**Material shown:**

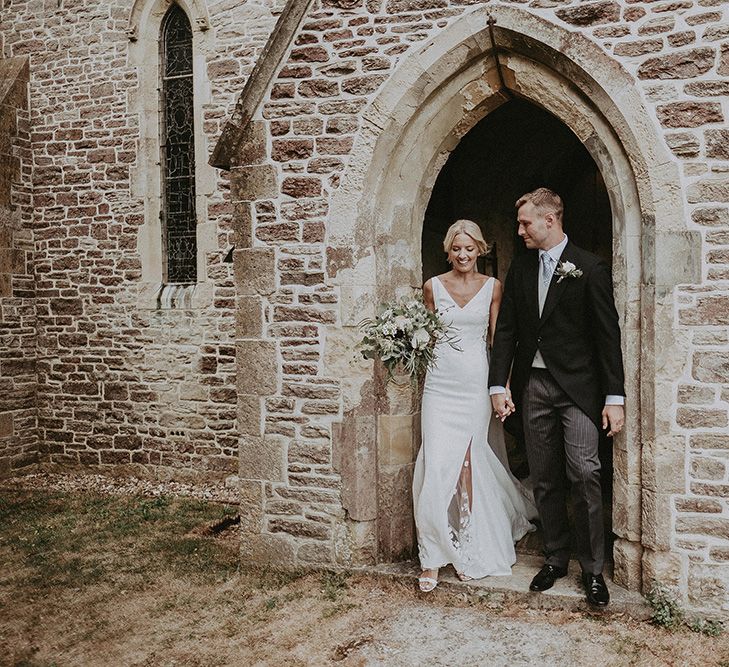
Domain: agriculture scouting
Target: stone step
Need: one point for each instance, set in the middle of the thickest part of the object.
(567, 593)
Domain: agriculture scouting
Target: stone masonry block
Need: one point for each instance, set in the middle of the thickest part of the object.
(248, 317)
(681, 260)
(355, 457)
(262, 458)
(249, 414)
(255, 271)
(6, 424)
(395, 439)
(253, 183)
(656, 524)
(257, 367)
(252, 144)
(663, 567)
(242, 224)
(272, 550)
(627, 559)
(251, 506)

**Task brief:** Change every instance of "agriculture scouting" to "crop inspection" throughout the rows above, keeping all other text the same. Leave the pictures out of your answer.

**Output for this task:**
Domain: crop inspection
Target: stone step
Need: one point for each instance, set in the middle of the thickest part of the object.
(567, 593)
Domain: crop inspection
Target: stone masonry block
Need: one point for each instance, set in the middle of the thickest part of the object.
(248, 317)
(681, 260)
(355, 457)
(262, 458)
(249, 414)
(255, 271)
(6, 424)
(395, 439)
(253, 183)
(656, 524)
(257, 367)
(252, 144)
(663, 567)
(242, 224)
(272, 550)
(627, 559)
(251, 506)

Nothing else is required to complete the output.